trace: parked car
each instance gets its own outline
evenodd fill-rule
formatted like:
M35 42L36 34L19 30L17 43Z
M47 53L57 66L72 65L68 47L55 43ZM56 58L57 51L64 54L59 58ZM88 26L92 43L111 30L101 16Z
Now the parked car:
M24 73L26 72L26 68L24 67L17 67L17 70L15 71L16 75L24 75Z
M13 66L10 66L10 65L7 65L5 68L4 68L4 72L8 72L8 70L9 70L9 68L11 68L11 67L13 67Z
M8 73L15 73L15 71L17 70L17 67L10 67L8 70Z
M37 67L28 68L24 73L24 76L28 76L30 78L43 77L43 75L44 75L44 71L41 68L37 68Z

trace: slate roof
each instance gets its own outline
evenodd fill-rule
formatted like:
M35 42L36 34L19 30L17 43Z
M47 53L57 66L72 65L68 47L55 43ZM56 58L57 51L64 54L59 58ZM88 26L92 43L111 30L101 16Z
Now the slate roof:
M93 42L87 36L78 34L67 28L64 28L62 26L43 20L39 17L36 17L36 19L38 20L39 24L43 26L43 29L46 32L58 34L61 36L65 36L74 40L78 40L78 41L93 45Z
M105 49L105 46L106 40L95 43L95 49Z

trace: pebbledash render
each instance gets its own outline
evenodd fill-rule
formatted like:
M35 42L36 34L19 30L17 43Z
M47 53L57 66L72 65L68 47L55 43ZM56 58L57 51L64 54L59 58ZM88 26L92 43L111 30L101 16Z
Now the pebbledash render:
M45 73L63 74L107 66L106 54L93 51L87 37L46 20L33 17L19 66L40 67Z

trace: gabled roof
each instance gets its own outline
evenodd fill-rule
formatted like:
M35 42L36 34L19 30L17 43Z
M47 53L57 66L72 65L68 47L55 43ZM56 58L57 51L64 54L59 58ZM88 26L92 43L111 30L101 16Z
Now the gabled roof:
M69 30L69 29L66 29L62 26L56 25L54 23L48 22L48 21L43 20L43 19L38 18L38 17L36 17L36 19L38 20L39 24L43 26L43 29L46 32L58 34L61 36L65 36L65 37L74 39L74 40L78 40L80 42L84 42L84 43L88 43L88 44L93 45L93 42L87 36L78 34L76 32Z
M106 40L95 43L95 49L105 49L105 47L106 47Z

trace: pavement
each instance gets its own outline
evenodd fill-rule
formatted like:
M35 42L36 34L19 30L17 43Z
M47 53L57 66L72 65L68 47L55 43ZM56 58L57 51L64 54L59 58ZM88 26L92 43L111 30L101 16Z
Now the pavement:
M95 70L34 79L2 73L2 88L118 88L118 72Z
○ ○ ○ ○ ○
Work instructions
Copy everything from the start of the items down to the line containing "M45 73L63 74L107", reproducing each line as given.

Task answer
trace: parked car
each instance gets its own outline
evenodd fill-rule
formatted like:
M35 42L36 34L19 30L17 43Z
M47 53L57 66L72 65L68 47L55 43ZM56 58L57 51L64 54L59 58ZM88 26L92 43L111 30L101 16Z
Now the parked car:
M24 73L26 72L26 68L24 67L17 67L17 70L15 71L16 75L24 75Z
M13 66L10 66L10 65L7 65L5 68L4 68L4 72L8 72L8 70L9 70L9 68L11 68L11 67L13 67Z
M8 73L15 73L15 71L17 70L17 67L10 67L8 70Z
M37 67L28 68L24 73L24 76L28 76L30 78L43 77L43 75L44 75L44 71L41 68L37 68Z

trace: slate roof
each instance gets its own outline
evenodd fill-rule
formatted like:
M35 42L36 34L19 30L17 43Z
M47 53L57 66L72 65L68 47L55 43ZM56 58L57 51L64 54L59 58ZM88 26L92 43L111 30L101 16Z
Now the slate roof:
M93 42L87 36L78 34L67 28L64 28L62 26L43 20L39 17L36 17L36 19L38 20L39 24L43 26L43 29L46 32L58 34L61 36L65 36L74 40L78 40L78 41L93 45Z
M105 49L105 46L106 40L95 43L95 49Z

trace: pebbledash render
each instance gets its own outline
evenodd fill-rule
formatted like:
M35 42L36 34L19 30L17 43Z
M47 53L57 66L72 65L68 47L55 43ZM56 58L57 51L64 54L59 58ZM88 26L92 43L111 30L101 16Z
Now the pebbledash render:
M45 73L63 74L107 66L106 54L93 51L87 37L46 20L33 17L19 66L40 67Z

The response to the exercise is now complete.